Extract provided:
In an interesting development, I’ve been selected as a potential “spot light guest” on SPIRITUALLY RAW, a (very) fringe-oriented occult/spiritual/conspiracy/New Age radio show with a 60,000+ daily listener base. I’ll be conducting a “pre-interview screening” live on air during a segment called “The Raw Factor” on July 5. Listener votes will determine whether I’m blessed with a full guest appearance later on.

The topic will be my long-running focus on the relationship between religion and horror, as expressed in my book Dark Awakenings (and also, maybe, my Divinations of the Deep). At the show’s website one of the producers and hosts, April Matta, has set up a page to advertise my upcoming appearance: “Religion and Horror: Matt Cardin, Tuesday, July 5.”

April has also encouraged me to use the site’s blogging capabilities and other functions to generate buzz, so I’ve obliged by writing and publishing a brief introduction to me and my work. And of course I’m reprinting it here. Click the title to visit the original, which has already started an interesting conversation.

“What’s so horrific about religion (and religious about horror)?

I’m a horror writer. Since I was a very young child, I’ve been drawn by a kind of inbuilt gravity to scary stories about supernatural things. This includes all of the standard elements of supernatural horror stories — ghosts, haunted houses, vampires, werewolves, demons, and so on — but around my teen years it started to tip definitively toward the type of fiction and film that’s generally called “cosmic horror” or “weird horror.” Probably the single most famous writer in this vein is H.P. Lovecraft, who has only emerged as a canonical literary figure in American and world letters in the past 20 years, with a serious acceleration in his ascent beginning about 2004. I devoured Lovecraft in late high school and all through college, and have gone on to become a scholar of his work, publishing various articles and essays about him in a variety of journals and at a variety of websites.

Exercise input:
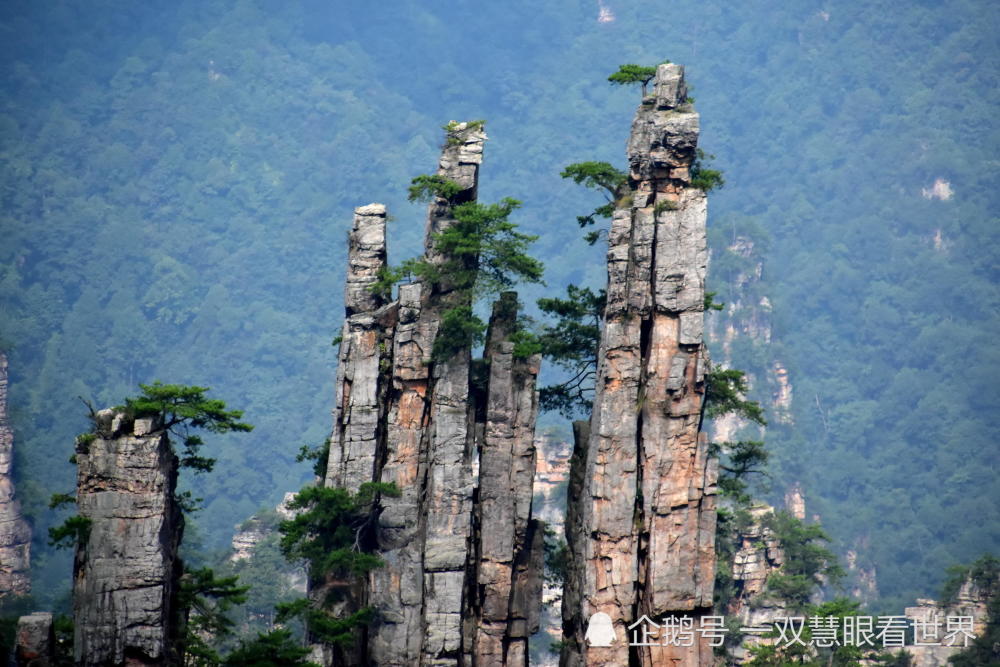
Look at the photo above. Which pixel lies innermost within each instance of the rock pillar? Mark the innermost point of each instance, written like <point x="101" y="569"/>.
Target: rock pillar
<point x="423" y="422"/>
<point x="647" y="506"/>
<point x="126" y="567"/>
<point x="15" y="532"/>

--

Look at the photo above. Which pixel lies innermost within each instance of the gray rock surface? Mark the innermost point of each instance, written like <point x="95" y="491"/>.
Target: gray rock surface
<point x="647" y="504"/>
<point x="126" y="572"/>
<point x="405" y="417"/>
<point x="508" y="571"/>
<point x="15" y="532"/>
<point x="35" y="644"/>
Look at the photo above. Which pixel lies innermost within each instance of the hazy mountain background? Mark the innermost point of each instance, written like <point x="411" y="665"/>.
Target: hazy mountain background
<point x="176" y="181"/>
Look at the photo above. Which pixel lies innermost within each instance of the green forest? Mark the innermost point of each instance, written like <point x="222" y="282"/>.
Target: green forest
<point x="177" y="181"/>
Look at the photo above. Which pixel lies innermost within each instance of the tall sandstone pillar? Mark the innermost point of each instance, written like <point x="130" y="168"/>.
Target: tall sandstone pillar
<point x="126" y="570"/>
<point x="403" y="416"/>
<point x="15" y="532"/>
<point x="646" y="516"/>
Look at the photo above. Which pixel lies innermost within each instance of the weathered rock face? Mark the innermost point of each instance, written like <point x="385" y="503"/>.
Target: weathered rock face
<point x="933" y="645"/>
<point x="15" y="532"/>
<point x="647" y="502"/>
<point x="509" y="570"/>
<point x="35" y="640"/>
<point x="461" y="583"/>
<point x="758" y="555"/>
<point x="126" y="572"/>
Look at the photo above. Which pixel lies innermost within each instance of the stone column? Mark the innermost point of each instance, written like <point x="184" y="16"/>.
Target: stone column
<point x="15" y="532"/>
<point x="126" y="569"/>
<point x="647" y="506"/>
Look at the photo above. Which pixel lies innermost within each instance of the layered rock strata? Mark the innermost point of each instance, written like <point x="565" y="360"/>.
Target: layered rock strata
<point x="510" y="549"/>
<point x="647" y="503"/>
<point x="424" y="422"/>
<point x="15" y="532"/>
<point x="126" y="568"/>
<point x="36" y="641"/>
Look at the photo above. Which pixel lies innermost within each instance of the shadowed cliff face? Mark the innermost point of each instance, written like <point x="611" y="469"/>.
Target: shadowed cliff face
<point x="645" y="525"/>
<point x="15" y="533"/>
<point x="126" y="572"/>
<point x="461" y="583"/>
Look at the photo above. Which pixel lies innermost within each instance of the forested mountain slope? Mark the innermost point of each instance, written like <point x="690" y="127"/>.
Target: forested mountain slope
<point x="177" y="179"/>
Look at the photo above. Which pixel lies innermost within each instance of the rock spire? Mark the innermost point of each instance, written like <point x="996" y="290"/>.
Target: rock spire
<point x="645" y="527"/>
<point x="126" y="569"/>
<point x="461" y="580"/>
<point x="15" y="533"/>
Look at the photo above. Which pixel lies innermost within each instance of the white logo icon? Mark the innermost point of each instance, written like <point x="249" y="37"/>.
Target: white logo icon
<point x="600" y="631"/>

Tasks to perform:
a. Which lines of the listing contain the word "surface"? List each of those lines in full.
b. Can you extend the post about religion and horror, picking up right after its final sentence?

Results of the tasks:
a.
Look at the photo above. Which pixel lies innermost within each instance of the gray rock surface? Mark the innermost point of each instance, written like <point x="95" y="491"/>.
Target: gray rock surface

b.
For my entire life I’ve also been possessed by a fierce religious and spiritual instinct. I grew up steeped in evangelical Protestant Christianity. Then as a teen an interest in comparative religion began to grip me as strongly as my interest in horror (which was also accompanied by an interest in fantasy and science fiction). To make a long story short, I began to devour texts both ancient and modern about various world religious and philosophical traditions. In college I minored (and almost majored) in philosophy, and studied all sorts of religions both academically and experientially, befriending people from various religious, cultural, and national backgrounds, and seriously pursuing various meditative practices. Several years after graduating, I returned to academia to earn a master’s degree in religious studies, which I earned over a span of seven years.

Also after my undergraduate years, I started experiencing horrific bouts of sleep paralysis, not just the semi-common experience of half-waking into a state of paralysis but the really nightmarish kind involving full-blown hypnagogic and hypnopompic visions of a demonic presence that assaulted me spiritually. At the time I didn’t know what was happening to me, because I hadn’t heard the actual term “sleep paralysis.” I went on to discover the writings of David Hufford, the scholar who in the 1970s began to resurrect for us denizens of modern consumer-technological culture an awareness of this ancient affliction. I’ve been fascinated to see the level of awareness about SP continue a steady ascent in the past few years, with a segment about it even being featured just a few months ago on Rachael Ray’s television show.

To regroup: How does all of this relate to horror as religious and religion as horrific? By way of an answer, consider this quote from Lovecraft, from the introduction to his seminal study of the supernatural horror genre titled “Supernatural Horror in Literature”:

There is here involved [in the phenomenon of weird supernatural horror fiction] a psychological pattern or tradition as real and as deeply grounded in mental experience as any other pattern or tradition of mankind; coeval with the religious feeling and closely related to many aspects of it.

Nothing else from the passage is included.